Short problem 1
Render this sentence from the passage on the Jonang School into French: "The sect is best known for its philosophical doctrine of ultimate truth called shen-tong, or 'other emptiness.'"

Taranatha was also a chief spokesman for the so-called Jonang School, a small but vigorous sect which held doctrinal tenets in some cases decidedly different from some other schools of thought in Tibet. The basic teachings of the school had appeared early as the eleventh century, but it is Dolpopa Sherab Gyelten (1292-1361) who is credited with fully developing the Jonang belief-system. The sect is best known for its philosophical doctrine of ultimate truth called shen-tong, or “other emptiness.” This is different from the rang-tang doctrine of “self-emptiness” expounded by Nagarjuna, Chandrakirti, and other Indian teachers. Shen-tong asserts that “emptiness, in dispelling the illusive relative truths of the world, reveals an ineffable transcendental reality with positive attributes.” The rang-tang view “claimed that emptiness is merely the elimination of falsely imagined projections upon the relative truths of the world and does not imply anything else.” As Tibetologist Stephen Batchelor points out, “While such distinctions may strike us today as theological hairsplitting, in Tibet they became (and still are) crucial articles of faith.”

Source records
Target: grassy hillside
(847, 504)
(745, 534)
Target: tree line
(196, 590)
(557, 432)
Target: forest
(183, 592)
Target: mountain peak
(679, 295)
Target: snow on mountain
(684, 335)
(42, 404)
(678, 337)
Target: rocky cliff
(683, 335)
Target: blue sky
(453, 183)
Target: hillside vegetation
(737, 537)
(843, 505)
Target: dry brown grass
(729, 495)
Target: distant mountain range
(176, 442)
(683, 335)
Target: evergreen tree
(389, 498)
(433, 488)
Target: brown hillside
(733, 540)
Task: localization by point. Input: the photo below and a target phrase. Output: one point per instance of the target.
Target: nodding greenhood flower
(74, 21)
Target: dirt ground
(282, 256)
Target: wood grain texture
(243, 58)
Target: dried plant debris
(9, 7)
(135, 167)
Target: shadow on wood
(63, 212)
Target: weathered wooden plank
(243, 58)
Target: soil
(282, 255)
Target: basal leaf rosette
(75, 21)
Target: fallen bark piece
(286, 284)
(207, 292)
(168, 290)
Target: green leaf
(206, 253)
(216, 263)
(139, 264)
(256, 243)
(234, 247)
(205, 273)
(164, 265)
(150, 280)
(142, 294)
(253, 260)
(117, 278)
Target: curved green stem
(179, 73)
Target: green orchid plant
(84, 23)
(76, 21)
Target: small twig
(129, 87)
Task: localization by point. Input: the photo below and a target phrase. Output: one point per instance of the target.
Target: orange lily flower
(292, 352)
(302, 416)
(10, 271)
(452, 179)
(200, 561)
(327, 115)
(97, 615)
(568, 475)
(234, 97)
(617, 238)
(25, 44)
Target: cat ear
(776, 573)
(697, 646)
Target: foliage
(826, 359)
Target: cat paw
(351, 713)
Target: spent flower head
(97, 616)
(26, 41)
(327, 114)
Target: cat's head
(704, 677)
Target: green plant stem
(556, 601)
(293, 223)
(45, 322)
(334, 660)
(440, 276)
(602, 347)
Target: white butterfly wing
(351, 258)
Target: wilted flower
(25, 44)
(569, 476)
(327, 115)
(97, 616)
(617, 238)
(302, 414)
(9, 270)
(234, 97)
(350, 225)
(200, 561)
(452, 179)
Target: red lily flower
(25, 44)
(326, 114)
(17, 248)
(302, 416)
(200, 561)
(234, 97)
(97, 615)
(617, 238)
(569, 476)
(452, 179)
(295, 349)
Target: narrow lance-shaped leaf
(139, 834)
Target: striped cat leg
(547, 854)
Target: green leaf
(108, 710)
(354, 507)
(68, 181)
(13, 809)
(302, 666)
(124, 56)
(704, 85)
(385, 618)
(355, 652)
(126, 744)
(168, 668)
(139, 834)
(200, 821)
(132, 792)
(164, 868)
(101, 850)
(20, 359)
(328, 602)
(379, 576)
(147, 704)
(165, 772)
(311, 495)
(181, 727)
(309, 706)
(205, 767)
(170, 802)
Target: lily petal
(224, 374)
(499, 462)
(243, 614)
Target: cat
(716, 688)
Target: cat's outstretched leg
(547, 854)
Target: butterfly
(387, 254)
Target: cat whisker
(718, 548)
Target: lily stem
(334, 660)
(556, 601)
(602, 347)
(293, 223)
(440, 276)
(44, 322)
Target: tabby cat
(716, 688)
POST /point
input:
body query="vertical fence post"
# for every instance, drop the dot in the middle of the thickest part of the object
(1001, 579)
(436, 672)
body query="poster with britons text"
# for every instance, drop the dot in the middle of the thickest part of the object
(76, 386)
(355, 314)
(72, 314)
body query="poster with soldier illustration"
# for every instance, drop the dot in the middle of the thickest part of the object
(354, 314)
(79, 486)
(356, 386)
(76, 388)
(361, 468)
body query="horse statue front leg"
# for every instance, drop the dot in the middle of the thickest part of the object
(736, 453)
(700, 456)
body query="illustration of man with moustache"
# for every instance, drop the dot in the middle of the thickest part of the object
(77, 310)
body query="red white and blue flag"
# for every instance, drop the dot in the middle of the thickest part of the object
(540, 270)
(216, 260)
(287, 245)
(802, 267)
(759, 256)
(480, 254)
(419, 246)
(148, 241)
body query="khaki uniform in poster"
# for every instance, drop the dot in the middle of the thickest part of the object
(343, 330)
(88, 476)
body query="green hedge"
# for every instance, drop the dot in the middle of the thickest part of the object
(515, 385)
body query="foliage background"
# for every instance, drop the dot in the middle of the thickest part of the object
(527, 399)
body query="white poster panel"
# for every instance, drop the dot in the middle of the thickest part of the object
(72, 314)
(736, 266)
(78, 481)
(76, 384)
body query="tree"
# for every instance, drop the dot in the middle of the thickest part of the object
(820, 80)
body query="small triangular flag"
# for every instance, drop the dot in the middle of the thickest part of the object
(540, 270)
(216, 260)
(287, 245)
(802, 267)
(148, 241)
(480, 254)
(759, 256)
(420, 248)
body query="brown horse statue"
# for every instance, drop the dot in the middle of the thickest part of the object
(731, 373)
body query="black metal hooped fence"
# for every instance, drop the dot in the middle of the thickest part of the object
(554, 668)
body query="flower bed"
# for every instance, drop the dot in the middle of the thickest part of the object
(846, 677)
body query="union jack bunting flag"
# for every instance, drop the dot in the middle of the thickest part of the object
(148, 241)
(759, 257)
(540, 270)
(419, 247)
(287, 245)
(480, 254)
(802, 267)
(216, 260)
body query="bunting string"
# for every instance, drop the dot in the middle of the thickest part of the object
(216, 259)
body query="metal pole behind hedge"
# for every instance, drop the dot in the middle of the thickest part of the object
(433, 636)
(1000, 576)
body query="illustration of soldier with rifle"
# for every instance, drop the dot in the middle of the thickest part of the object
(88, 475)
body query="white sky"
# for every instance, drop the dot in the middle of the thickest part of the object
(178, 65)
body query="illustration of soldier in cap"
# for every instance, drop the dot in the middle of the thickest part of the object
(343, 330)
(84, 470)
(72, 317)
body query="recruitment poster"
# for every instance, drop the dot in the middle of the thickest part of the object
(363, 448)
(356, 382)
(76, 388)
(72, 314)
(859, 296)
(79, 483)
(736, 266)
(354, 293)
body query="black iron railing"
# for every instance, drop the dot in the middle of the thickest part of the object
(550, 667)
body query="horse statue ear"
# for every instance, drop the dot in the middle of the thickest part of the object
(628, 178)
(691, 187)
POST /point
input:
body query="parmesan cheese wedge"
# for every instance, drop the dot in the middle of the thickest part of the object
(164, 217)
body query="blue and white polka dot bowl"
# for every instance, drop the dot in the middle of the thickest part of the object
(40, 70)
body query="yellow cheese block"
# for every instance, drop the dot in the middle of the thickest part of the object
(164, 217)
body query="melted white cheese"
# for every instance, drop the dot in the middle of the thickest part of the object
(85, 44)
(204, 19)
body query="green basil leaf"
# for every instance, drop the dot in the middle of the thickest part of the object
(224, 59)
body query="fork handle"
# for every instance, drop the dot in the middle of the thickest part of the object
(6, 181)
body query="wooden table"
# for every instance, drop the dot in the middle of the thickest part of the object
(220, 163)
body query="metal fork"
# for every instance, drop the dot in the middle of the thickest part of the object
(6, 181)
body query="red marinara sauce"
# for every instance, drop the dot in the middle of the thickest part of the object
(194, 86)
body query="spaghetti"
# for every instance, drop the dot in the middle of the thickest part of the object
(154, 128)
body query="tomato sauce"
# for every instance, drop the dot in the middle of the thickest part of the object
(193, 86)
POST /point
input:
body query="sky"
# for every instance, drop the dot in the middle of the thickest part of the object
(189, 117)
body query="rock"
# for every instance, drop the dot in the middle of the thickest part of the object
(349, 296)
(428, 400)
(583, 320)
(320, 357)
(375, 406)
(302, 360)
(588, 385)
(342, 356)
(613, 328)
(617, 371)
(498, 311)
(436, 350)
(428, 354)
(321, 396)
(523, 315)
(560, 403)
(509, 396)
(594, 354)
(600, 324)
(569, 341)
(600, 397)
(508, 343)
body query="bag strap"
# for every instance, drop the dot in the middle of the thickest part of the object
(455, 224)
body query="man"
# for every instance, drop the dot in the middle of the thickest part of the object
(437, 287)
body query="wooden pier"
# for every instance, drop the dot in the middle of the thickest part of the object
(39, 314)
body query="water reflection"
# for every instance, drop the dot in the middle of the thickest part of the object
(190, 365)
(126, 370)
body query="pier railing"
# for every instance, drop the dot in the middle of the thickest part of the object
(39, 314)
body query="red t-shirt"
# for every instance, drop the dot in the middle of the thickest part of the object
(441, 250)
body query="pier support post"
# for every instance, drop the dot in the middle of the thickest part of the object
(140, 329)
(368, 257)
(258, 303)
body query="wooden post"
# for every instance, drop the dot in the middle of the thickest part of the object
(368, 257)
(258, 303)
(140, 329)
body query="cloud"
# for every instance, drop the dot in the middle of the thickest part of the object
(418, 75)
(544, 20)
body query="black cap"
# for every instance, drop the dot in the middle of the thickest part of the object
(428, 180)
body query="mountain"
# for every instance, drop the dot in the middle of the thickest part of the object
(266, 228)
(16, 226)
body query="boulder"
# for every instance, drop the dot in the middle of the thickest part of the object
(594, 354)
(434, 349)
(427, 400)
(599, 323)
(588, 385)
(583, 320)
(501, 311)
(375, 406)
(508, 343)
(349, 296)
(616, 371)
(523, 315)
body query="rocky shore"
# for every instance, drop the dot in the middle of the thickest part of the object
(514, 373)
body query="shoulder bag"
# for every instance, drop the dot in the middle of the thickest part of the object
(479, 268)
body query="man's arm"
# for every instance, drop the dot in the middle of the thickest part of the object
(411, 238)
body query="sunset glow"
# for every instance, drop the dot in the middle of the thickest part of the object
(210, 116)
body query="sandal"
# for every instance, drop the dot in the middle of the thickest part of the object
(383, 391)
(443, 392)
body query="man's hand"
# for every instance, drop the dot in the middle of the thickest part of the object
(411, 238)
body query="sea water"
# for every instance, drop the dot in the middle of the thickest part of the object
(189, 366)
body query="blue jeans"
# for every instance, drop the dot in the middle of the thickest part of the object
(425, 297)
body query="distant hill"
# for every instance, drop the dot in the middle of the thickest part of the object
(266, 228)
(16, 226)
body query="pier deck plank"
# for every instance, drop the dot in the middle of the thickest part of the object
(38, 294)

Short problem 2
From the records, pull out every line that contains the word "railing".

Task answer 1
La secte est surtout connue pour sa doctrine philosophique de la vérité ultime appelée shen-tong, ou « vacuité d'autre ».

Task answer 2
body query="black iron railing"
body query="pier railing"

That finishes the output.